▶ [Excerpt to read]
┌──

A stochastic gradient descent approach was used with weight decay to fine-tune the model over 80 epochs. Using Nesterov momentum (momentum = 0.9), constant learning rates (1e-5), and weight decay (equal to the learning rate over the number of epochs) the modeled converged by the end of the calculation. The total amount of tunable parameters exceeded 55 000 000. Images were resized to 299 x 299 image before being inputted into the network in batches of 16. Data augmentation was performed to increase the number of images that the model sees. This includes rotations, translations, normalizations, and flips. The results of the convergence are shown below in Figure 4.
The loss criterion used is categorical cross-entropy and it was found that the training accuracy exceeded 80 % with the validation accuracy being over 90 %. The reason why the validation accuracy was higher than the training accuracy is due to over-fitting measures such as dropout being present in the training data. The total training time was about 3 minutes per epoch, which amounts to 3 to 4 hours of training time.
Pipeline Inception V3 Models
To improve validation accuracy over 90 %, it is clear that a different approach will need to be used. Fine-tuning the network by adding new data augmentation, or growing the MLP layers was found to only marginally improve results (< 2% increase in accuracy). The new approach is two-fold. First, one Inception V3 classifier is used for binary fish – no fish classification. Then, the seven fish classes are inputted into a new Inception V3 classifier for species identification. The methodology is showed in Figure 5.

└──

▶ [Goal of the exercise] Please quote the Inception V3 fine-tuning excerpt above word for word, in full.

▶ [Entries supplied]
┌──

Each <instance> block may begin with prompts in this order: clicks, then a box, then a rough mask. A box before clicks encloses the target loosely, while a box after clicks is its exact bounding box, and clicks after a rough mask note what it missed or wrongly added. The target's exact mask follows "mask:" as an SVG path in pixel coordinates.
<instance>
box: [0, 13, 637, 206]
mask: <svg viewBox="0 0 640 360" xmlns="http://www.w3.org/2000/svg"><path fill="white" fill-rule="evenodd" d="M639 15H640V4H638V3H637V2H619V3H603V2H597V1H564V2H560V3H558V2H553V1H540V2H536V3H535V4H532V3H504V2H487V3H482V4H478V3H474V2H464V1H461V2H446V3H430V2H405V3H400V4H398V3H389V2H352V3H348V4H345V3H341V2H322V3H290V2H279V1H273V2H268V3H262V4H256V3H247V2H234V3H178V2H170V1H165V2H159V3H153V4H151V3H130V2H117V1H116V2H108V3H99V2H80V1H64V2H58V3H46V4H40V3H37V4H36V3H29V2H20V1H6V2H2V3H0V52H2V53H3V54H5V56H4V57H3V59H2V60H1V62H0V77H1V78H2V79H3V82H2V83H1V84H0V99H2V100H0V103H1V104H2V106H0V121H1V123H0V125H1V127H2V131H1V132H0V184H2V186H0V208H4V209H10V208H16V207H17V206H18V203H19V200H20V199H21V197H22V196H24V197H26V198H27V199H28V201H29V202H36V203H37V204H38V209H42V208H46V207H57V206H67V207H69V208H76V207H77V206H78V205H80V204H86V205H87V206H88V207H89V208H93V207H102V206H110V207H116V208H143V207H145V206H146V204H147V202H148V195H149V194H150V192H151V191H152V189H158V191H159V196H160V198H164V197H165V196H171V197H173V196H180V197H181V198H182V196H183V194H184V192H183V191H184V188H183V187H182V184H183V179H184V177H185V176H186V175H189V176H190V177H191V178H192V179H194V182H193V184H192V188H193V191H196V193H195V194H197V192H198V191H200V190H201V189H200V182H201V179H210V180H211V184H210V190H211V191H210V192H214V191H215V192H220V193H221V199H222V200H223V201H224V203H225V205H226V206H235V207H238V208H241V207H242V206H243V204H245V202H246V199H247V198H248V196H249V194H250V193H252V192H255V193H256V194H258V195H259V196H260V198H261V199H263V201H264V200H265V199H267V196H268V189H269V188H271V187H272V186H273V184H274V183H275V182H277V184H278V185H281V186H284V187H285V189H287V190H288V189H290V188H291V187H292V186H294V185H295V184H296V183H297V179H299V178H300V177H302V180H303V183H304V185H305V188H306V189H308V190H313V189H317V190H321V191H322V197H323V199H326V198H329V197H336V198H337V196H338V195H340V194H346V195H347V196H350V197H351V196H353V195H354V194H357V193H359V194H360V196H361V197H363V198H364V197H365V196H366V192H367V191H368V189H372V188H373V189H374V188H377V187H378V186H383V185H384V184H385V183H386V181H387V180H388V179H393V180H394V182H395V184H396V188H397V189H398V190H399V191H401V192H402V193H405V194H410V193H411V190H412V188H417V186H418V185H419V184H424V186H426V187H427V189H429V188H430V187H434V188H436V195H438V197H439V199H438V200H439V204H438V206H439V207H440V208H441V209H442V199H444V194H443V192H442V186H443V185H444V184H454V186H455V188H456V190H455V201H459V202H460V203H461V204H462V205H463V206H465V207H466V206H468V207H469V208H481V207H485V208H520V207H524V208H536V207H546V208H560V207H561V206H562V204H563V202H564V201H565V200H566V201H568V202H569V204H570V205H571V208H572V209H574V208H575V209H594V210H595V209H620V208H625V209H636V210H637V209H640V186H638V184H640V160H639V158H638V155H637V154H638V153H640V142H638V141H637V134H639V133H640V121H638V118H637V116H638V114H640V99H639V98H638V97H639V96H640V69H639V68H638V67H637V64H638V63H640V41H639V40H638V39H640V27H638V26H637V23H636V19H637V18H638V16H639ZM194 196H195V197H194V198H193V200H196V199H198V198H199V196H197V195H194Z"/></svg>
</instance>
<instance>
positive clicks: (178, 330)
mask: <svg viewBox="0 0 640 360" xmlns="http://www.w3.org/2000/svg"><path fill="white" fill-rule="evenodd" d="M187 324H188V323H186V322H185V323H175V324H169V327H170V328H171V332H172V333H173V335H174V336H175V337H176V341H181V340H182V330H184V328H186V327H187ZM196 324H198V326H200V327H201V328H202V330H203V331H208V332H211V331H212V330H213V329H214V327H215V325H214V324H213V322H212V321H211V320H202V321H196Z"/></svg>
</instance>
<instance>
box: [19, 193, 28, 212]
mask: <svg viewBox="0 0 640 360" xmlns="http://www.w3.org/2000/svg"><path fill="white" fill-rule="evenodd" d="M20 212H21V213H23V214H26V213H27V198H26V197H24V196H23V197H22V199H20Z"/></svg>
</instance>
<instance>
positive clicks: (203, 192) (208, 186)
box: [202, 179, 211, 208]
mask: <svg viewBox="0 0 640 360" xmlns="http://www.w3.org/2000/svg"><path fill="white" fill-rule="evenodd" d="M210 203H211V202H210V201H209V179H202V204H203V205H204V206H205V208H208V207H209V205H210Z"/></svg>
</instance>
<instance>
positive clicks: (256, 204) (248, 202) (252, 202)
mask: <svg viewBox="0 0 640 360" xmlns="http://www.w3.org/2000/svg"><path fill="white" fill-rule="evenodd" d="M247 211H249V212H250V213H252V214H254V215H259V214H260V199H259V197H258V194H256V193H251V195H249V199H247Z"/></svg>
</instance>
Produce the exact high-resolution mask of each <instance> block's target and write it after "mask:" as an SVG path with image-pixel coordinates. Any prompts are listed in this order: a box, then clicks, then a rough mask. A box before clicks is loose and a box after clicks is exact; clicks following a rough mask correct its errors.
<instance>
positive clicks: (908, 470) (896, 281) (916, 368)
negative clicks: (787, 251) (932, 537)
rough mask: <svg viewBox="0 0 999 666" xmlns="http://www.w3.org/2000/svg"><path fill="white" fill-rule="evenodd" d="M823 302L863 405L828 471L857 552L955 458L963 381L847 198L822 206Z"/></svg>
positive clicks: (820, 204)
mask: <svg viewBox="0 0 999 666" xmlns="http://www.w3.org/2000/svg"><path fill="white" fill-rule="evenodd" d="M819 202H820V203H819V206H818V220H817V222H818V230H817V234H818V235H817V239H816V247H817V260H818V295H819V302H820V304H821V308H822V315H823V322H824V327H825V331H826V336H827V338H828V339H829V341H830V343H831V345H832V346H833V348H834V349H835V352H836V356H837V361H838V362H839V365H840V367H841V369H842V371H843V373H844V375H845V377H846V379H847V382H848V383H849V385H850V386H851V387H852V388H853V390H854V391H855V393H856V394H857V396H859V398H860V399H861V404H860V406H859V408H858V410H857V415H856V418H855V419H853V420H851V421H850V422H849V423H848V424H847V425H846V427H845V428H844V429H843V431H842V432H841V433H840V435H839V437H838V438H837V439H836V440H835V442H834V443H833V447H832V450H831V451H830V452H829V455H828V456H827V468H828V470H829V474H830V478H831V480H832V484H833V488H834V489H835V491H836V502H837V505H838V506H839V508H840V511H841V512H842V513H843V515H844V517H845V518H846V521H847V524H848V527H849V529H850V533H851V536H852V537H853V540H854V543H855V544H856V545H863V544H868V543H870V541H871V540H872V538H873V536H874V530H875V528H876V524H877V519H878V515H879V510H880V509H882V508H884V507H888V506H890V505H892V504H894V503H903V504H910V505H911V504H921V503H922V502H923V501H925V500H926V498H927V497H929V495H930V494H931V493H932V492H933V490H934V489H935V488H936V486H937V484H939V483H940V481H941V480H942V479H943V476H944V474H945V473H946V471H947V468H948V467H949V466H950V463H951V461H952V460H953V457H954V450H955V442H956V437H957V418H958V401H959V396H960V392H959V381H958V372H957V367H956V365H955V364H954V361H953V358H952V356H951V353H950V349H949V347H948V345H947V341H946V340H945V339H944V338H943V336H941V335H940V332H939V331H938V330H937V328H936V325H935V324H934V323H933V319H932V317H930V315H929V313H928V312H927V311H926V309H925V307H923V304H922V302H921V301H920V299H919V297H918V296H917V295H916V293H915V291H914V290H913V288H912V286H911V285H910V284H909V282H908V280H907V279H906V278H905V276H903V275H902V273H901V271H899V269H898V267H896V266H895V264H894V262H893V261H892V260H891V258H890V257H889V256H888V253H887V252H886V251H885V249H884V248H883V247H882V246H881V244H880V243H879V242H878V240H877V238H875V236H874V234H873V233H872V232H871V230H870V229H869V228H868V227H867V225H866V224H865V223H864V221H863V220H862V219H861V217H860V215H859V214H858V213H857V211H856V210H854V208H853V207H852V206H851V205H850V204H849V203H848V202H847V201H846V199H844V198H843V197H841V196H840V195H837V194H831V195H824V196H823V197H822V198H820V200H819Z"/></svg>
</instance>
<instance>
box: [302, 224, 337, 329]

└──
┌──

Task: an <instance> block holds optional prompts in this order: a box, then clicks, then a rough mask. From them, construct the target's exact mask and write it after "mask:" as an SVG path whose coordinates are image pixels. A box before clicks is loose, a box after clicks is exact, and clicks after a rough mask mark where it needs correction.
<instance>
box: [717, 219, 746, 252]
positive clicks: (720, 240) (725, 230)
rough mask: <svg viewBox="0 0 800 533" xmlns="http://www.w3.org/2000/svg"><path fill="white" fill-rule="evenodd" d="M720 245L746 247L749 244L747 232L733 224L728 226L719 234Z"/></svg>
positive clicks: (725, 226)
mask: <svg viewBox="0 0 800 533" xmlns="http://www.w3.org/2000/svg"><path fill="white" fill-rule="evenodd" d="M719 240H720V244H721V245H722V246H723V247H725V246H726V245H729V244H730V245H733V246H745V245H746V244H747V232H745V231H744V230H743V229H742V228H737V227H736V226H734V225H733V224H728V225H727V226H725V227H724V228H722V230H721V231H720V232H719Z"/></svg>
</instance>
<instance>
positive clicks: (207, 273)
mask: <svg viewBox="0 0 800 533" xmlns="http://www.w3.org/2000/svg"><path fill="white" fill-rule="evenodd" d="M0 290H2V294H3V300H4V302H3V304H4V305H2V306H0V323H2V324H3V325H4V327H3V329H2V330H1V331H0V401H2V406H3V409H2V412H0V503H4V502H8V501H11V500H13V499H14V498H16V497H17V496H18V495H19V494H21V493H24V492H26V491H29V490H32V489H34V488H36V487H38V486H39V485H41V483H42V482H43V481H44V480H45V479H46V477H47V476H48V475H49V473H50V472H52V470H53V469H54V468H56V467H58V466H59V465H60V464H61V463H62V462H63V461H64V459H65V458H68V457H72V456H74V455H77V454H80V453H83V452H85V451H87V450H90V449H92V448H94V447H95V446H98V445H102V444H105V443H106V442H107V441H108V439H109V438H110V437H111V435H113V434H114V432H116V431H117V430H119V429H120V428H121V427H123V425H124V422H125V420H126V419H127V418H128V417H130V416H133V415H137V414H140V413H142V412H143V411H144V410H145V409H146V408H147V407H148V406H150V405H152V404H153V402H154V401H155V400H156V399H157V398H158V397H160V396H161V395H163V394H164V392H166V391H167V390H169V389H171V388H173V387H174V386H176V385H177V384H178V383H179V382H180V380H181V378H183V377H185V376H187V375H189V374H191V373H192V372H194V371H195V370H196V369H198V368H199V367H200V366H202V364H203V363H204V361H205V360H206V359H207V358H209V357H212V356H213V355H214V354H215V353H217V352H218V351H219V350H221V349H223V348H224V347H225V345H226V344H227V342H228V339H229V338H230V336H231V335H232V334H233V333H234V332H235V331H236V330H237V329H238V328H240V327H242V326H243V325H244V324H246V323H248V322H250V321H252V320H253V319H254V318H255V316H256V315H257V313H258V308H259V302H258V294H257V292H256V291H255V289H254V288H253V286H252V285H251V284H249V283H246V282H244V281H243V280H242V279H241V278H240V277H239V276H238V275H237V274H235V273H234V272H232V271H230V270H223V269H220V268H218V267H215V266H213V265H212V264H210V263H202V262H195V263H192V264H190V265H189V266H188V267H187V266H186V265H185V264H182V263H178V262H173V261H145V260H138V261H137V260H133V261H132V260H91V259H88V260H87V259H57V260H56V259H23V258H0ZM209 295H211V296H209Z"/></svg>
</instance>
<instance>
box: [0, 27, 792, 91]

└──
┌──

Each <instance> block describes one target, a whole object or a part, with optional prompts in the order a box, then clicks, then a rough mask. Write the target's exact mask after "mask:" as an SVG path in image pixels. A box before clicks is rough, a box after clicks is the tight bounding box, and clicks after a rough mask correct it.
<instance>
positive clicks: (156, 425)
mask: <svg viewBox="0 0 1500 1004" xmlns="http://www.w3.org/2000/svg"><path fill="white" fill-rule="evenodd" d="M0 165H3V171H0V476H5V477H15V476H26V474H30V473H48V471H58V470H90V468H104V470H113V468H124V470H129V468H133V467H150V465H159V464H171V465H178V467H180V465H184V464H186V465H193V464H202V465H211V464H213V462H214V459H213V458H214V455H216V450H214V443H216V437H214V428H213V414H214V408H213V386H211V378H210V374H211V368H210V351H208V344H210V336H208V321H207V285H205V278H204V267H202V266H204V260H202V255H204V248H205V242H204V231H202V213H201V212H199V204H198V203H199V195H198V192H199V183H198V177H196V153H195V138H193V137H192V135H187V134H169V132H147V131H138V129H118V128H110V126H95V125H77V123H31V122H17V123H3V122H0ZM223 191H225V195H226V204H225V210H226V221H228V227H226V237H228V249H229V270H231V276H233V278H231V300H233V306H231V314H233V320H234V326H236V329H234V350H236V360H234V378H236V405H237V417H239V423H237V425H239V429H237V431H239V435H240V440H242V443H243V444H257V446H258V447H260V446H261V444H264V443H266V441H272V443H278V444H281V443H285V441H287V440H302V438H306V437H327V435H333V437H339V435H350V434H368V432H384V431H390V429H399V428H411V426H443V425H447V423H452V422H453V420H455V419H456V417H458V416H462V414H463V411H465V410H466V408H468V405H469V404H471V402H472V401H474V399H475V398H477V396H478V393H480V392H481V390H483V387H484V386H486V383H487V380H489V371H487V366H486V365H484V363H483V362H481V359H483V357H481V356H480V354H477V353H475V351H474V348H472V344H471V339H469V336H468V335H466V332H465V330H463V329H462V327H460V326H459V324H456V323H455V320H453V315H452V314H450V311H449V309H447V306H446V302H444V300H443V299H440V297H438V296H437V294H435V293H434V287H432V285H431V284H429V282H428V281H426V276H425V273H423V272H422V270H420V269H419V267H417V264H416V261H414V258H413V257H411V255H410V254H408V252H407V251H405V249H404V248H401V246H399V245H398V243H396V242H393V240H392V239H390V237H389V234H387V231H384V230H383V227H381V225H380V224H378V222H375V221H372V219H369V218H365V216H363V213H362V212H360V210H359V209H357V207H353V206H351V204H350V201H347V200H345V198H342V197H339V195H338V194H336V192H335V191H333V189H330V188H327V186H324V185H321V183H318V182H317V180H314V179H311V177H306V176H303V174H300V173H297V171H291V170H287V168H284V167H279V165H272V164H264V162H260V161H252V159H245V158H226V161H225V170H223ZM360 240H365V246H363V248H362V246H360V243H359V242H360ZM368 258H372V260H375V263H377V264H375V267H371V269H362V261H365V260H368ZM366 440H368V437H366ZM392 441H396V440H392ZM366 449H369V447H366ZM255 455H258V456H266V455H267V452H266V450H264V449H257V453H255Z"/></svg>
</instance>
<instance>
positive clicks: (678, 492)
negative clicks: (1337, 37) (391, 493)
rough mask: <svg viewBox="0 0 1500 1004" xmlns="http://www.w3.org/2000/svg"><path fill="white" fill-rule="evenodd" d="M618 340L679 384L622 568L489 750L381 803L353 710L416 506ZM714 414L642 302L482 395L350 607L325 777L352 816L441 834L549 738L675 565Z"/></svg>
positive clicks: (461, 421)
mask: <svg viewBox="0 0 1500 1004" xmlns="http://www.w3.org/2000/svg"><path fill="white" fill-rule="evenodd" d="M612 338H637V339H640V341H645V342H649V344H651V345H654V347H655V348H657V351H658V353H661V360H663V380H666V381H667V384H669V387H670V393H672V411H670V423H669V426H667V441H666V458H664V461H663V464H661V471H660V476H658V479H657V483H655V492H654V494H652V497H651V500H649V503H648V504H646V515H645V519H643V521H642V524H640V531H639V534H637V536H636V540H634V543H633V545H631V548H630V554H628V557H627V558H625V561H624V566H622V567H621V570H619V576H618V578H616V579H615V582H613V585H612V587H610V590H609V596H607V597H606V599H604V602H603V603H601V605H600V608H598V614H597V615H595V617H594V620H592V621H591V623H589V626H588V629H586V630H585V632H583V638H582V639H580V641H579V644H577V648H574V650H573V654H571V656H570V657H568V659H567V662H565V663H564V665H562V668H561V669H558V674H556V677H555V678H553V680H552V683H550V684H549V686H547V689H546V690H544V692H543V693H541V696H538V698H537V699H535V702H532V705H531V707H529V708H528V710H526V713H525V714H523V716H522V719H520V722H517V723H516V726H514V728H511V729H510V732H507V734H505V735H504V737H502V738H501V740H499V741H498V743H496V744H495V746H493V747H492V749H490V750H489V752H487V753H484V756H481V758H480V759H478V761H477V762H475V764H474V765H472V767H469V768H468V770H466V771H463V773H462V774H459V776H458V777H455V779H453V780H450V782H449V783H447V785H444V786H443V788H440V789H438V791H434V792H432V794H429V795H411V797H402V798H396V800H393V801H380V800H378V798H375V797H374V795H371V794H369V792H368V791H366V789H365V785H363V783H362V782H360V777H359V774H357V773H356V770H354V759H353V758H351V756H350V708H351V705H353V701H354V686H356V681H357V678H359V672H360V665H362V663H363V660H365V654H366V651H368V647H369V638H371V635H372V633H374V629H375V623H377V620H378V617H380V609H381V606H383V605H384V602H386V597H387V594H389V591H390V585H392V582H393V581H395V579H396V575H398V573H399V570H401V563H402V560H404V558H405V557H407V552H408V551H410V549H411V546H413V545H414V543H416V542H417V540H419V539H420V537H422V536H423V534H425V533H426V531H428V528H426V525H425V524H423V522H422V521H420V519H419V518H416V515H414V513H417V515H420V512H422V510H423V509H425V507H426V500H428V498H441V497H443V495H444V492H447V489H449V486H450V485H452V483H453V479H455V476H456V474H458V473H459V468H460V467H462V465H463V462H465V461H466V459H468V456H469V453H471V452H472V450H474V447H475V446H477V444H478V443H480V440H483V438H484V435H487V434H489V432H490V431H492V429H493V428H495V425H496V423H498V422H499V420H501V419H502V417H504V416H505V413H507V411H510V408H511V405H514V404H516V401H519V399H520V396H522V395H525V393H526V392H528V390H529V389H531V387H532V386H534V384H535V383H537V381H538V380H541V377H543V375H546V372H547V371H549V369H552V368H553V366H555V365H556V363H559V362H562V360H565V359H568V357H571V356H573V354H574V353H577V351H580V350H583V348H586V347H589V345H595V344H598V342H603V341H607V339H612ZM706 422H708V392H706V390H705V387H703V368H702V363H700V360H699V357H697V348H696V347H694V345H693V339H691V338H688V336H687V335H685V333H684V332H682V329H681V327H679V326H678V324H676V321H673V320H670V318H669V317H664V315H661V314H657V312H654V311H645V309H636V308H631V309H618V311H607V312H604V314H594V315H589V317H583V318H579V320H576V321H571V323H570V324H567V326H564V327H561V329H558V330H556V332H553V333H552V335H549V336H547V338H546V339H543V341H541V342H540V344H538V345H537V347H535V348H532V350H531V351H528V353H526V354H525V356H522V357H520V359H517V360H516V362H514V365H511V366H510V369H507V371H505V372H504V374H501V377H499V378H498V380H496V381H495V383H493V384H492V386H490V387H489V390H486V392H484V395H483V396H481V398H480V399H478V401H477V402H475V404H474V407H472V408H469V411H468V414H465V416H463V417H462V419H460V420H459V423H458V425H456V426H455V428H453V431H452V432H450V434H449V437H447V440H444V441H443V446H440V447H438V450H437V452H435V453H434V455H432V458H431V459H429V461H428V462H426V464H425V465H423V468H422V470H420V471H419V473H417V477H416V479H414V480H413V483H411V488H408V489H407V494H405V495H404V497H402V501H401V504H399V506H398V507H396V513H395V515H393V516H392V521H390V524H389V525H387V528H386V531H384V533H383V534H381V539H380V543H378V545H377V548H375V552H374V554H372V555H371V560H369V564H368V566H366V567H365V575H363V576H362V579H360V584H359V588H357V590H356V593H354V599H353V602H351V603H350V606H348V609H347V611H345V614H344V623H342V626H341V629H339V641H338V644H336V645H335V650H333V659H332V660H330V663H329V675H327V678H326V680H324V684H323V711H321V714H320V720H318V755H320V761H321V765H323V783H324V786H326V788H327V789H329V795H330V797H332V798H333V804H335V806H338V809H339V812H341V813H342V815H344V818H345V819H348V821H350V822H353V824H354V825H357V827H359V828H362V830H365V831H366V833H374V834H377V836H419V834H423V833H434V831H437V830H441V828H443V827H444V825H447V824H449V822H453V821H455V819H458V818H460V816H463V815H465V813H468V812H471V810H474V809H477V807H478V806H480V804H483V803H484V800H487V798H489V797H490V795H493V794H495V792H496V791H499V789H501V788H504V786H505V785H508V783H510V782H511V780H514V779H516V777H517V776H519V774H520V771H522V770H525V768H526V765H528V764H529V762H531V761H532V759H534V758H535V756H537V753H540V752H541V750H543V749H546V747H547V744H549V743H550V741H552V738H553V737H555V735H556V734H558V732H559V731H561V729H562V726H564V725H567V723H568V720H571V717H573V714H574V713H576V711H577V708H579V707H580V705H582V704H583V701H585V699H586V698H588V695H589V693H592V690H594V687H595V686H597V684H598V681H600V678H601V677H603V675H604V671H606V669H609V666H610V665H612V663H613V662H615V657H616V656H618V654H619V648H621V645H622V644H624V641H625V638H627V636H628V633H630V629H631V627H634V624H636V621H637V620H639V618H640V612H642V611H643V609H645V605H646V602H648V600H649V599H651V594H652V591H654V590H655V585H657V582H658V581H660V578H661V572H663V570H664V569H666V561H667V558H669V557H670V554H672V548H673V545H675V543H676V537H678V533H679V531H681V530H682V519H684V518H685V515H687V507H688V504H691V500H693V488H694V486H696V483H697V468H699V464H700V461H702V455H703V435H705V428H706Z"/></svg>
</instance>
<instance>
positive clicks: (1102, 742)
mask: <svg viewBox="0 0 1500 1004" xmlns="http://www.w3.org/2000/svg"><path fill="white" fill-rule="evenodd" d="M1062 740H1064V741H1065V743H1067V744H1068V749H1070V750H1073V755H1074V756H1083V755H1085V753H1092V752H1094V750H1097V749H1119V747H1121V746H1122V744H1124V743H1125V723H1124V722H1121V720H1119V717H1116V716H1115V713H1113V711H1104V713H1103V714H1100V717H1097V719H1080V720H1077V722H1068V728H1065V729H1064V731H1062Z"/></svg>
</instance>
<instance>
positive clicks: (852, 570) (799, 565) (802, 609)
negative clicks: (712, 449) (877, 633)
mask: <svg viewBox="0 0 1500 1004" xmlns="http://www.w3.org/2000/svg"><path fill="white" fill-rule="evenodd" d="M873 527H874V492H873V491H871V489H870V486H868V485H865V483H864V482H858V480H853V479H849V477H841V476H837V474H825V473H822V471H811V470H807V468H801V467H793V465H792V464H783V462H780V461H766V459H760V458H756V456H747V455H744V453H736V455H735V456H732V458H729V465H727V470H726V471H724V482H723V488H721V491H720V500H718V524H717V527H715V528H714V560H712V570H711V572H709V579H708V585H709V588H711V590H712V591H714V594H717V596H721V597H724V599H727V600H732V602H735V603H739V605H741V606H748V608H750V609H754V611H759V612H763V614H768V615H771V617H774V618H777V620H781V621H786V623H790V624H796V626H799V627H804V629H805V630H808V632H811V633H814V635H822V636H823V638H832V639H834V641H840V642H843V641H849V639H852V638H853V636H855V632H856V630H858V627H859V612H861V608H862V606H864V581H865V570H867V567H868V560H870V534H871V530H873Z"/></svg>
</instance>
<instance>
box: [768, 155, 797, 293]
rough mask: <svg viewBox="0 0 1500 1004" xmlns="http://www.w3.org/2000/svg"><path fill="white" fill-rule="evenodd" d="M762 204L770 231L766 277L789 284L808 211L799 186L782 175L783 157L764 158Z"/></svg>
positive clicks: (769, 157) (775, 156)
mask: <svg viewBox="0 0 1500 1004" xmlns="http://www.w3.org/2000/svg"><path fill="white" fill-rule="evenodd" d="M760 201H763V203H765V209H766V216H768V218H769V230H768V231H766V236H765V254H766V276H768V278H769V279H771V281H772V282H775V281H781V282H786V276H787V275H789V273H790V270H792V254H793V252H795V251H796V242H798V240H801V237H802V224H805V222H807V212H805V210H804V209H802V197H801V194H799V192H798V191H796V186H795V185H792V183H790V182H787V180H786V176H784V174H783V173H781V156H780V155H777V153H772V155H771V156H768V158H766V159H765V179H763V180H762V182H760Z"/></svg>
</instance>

└──

▶ [Exercise answer]
A stochastic gradient descent approach was used with weight decay to fine-tune the model over 80 epochs. Using Nesterov momentum (momentum = 0.9), constant learning rates (1e-5), and weight decay (equal to the learning rate over the number of epochs) the modeled converged by the end of the calculation. The total amount of tunable parameters exceeded 55 000 000. Images were resized to 299 x 299 image before being inputted into the network in batches of 16. Data augmentation was performed to increase the number of images that the model sees. This includes rotations, translations, normalizations, and flips. The results of the convergence are shown below in Figure 4.
The loss criterion used is categorical cross-entropy and it was found that the training accuracy exceeded 80 % with the validation accuracy being over 90 %. The reason why the validation accuracy was higher than the training accuracy is due to over-fitting measures such as dropout being present in the training data. The total training time was about 3 minutes per epoch, which amounts to 3 to 4 hours of training time.
Pipeline Inception V3 Models
To improve validation accuracy over 90 %, it is clear that a different approach will need to be used. Fine-tuning the network by adding new data augmentation, or growing the MLP layers was found to only marginally improve results (< 2% increase in accuracy). The new approach is two-fold. First, one Inception V3 classifier is used for binary fish – no fish classification. Then, the seven fish classes are inputted into a new Inception V3 classifier for species identification. The methodology is showed in Figure 5.